— To do —
Count how many lines in the records below contain the word "wall". Reply with the number only.

>> Start Data lines

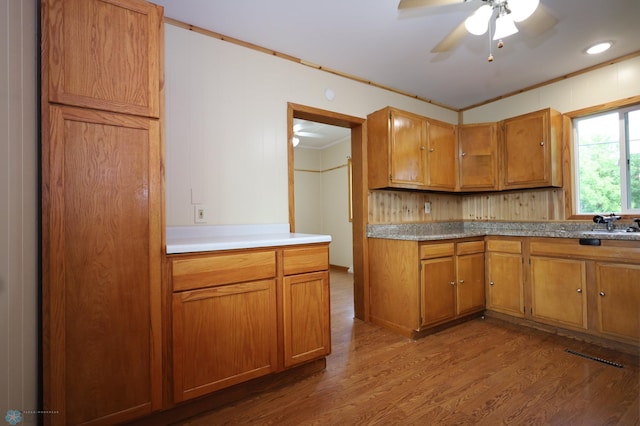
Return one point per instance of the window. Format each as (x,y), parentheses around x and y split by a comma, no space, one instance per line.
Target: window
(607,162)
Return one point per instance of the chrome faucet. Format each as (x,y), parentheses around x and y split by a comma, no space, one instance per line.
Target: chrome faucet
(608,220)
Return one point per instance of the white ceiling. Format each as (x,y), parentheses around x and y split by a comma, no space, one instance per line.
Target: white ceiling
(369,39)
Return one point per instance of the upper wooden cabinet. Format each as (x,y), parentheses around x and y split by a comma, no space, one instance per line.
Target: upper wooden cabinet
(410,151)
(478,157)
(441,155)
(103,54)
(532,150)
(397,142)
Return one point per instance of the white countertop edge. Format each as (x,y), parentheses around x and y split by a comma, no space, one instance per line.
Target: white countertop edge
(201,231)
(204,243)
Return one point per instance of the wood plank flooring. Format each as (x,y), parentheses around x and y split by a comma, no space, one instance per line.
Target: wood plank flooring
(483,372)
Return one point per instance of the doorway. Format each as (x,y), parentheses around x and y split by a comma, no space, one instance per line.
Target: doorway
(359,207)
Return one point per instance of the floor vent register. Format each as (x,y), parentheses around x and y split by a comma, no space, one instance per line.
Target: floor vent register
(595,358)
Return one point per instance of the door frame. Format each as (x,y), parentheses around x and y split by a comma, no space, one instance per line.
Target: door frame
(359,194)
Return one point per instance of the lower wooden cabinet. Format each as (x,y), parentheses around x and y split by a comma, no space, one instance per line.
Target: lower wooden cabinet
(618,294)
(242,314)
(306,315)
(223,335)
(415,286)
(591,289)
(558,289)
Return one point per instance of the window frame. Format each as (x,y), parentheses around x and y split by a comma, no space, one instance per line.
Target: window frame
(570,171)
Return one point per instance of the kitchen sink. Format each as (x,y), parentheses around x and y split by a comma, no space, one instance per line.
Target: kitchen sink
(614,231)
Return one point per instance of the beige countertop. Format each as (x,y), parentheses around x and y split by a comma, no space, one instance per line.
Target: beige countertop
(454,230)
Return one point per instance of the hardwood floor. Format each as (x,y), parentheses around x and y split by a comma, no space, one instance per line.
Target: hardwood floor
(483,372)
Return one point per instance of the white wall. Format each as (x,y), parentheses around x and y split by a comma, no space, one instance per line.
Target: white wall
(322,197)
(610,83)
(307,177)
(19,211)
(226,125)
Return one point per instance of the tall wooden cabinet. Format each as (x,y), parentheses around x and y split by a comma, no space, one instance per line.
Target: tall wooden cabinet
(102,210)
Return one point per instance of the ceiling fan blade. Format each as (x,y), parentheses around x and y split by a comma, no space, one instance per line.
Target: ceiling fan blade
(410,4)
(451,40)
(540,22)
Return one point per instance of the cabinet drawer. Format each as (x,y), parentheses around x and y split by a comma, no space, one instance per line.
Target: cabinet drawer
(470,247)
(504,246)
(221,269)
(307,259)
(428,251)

>> End Data lines
>> Start Data lines

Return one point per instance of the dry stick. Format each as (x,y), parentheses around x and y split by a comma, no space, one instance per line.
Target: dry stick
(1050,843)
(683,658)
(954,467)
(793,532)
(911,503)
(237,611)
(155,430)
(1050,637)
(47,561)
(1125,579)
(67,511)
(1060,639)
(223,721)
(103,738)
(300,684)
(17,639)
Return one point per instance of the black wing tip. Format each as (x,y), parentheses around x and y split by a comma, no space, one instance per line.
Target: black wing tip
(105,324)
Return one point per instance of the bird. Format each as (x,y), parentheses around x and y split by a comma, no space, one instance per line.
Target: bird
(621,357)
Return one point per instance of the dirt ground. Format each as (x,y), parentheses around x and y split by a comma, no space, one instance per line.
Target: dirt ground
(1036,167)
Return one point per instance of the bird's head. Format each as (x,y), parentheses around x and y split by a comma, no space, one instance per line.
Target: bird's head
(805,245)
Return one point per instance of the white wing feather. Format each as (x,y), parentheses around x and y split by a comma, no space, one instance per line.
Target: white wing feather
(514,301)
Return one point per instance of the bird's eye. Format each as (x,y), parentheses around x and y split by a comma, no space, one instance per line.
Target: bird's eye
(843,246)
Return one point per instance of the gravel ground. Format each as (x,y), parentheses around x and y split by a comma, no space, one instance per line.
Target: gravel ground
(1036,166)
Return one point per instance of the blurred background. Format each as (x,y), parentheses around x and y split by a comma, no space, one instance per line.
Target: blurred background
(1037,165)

>> End Data lines

— Output for this exercise —
2